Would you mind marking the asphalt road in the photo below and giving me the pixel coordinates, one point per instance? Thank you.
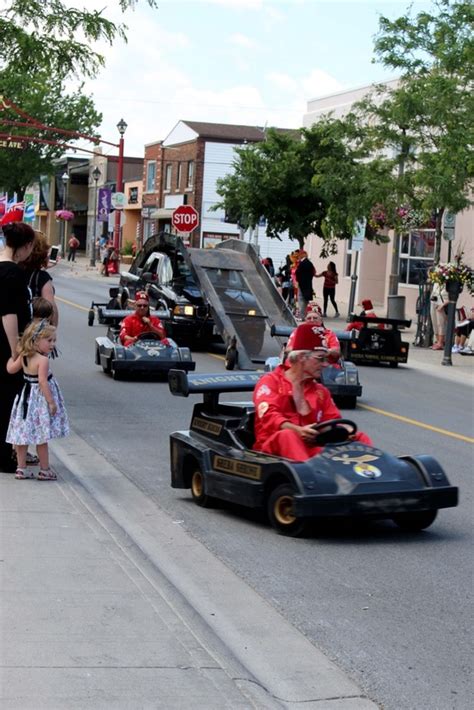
(392, 609)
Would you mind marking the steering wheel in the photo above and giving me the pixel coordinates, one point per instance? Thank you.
(148, 336)
(334, 431)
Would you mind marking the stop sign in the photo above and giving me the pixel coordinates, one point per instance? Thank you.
(185, 218)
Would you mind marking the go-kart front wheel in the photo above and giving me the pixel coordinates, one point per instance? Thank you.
(197, 490)
(414, 522)
(280, 509)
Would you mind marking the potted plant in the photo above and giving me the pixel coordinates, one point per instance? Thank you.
(127, 253)
(453, 275)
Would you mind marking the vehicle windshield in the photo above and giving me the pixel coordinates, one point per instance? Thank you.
(233, 291)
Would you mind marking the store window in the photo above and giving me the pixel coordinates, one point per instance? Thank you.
(416, 256)
(190, 173)
(150, 176)
(168, 172)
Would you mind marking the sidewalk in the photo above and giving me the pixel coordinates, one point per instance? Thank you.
(112, 606)
(461, 371)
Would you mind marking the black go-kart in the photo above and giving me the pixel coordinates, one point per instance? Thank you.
(148, 357)
(375, 345)
(341, 378)
(214, 458)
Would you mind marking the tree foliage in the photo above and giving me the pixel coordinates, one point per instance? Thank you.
(427, 120)
(313, 181)
(50, 35)
(48, 103)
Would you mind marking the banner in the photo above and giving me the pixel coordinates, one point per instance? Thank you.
(103, 204)
(29, 207)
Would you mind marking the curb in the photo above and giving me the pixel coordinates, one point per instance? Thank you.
(292, 671)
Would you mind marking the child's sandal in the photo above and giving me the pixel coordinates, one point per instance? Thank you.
(22, 475)
(47, 475)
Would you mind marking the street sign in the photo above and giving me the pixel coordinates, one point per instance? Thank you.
(358, 235)
(118, 200)
(449, 223)
(185, 218)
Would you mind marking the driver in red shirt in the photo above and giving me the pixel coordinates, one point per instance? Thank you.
(141, 322)
(289, 400)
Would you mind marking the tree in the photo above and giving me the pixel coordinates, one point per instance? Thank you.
(427, 120)
(47, 102)
(312, 181)
(38, 35)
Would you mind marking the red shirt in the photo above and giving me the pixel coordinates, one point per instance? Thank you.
(274, 405)
(133, 325)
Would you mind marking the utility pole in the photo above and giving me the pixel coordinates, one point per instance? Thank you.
(393, 279)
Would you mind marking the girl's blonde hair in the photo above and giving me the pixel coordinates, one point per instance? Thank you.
(34, 332)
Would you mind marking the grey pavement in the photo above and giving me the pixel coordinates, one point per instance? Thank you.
(461, 370)
(106, 602)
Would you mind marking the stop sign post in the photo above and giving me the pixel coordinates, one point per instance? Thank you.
(185, 218)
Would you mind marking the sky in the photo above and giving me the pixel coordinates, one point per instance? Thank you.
(253, 62)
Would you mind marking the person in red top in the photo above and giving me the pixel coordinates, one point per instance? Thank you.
(289, 401)
(331, 279)
(315, 315)
(368, 312)
(141, 322)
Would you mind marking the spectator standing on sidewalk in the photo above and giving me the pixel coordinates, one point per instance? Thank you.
(304, 274)
(38, 413)
(439, 319)
(15, 312)
(39, 280)
(73, 245)
(331, 279)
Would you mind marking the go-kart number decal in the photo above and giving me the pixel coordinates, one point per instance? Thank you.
(237, 468)
(207, 426)
(346, 458)
(368, 471)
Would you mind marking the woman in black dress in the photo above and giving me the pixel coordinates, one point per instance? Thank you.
(15, 314)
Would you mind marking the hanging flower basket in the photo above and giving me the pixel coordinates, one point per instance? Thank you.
(454, 272)
(65, 215)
^^^^
▸ WORK TO COMPLETE
Leave out every picture and copy the rest of the records exactly.

▸ FULL OUTPUT
Would you mind marking the asphalt road in the photo below and giving me the pixel coordinates, one point per instance? Thank you.
(392, 609)
Would you mind marking the steering wheel in the photo above and giving me the pixel coordinates, one point per instance? Thank you.
(148, 336)
(334, 431)
Would you mind marking the stop sign in the photo above and giving me the pixel coordinates, one point per instance? Thank you.
(185, 218)
Would you mind marking the go-kart front wheel in the photo above and giving me the pixel coordinates, one point per instance? Thank you.
(197, 490)
(414, 522)
(280, 509)
Would you mind marking the potted plant in the photo above and giving me the pixel coordinates, one point per instance? Thank you.
(127, 253)
(453, 275)
Would you mind marking the vehicle windshield in the photo above and giving me the pixel coordinates, one point per instance? Thank you.
(233, 291)
Would you mind marking the store window in the photo above and giving me the pixel coordinates, one point per instance? Thank you.
(416, 256)
(190, 173)
(150, 176)
(168, 172)
Would you mind marking the sidewalk in the photo above and giving me the pixel coordinates, one point per instance? Thank you.
(112, 606)
(461, 371)
Would you mind marking the black go-kart in the photo above and giving me the pixel coordinates, one point per instance? Thank you.
(148, 357)
(375, 345)
(341, 378)
(214, 458)
Would you mind marking the tree foliage in the photo above and giving me the pixel coordinates, one point per instance? Thank you.
(427, 120)
(313, 181)
(50, 35)
(48, 103)
Would you mind marking the banner in the photo above and giving me the pixel coordinates, one point per instance? Thank you.
(103, 204)
(29, 207)
Would you mind marking the curb in the photo above and giving me the pixel coordinates, one point per instance? Thank you.
(292, 671)
Would you mind marking the child's sandal in the photo above and giving me the pixel coordinates, one point per instance? Thank you.
(22, 475)
(47, 475)
Would you mind marking the street sign in the photo above and giving me the pixel coordinates, one point per instance? Thank you.
(358, 235)
(118, 200)
(449, 223)
(185, 218)
Would you mind marking the driver in red shirt in the photo above and giving me the pixel coordinates, one point per instance? Thank you.
(141, 322)
(289, 400)
Would you mind marking the tree in the photo above and giving me the pixel coordinates, one point per instance? Thank you.
(427, 120)
(47, 102)
(312, 181)
(38, 35)
Would you mind marking the red shirt in the photo above and giving me the pixel coordinates, one point per instance? Thank you.
(274, 405)
(133, 325)
Would you mind marking the utility pole in the photo above and giving me the pixel coordinates, one point per instance? Thank you.
(393, 279)
Would you mind marking the girl's blonde hair in the photo above and giving me the pixel coordinates, one point per instance? Thank you.
(34, 332)
Would you mind marking the grey pavement in the photo above and giving me the pixel coordinates, one point per instance? Thank you.
(461, 370)
(106, 602)
Would you mind marking the stop sign post in the photo above and giving me the pixel coordinates, one point per instance? Thank you.
(185, 218)
Would you mind marking the sky in the photo above and giving me the pixel coordinates, one point per instance? Thank you.
(253, 62)
Would you mind marking the person in red top in the photo above and giving me the pixel coordinates, one point per instance? Thank you.
(289, 401)
(331, 279)
(315, 315)
(368, 312)
(141, 322)
Would you mind marking the spectator standing on sidewalk in the photo above and giving me the pixel coordinates, one point per instance? Thank you.
(304, 274)
(38, 413)
(439, 319)
(15, 312)
(39, 280)
(73, 245)
(331, 279)
Would you mind marking the go-kart number decal in the photo above and giving me the pixel coordinates, one point per instance? Thank you.
(237, 468)
(207, 426)
(346, 458)
(368, 471)
Would you mind marking the woman in black dress in the photo above and giving me the pixel coordinates, one point per instance? Thank you.
(15, 314)
Would you mind marking the hanging flower basket in the photo above and giving me the pixel coordinates, one point per instance? Thank you.
(454, 272)
(65, 215)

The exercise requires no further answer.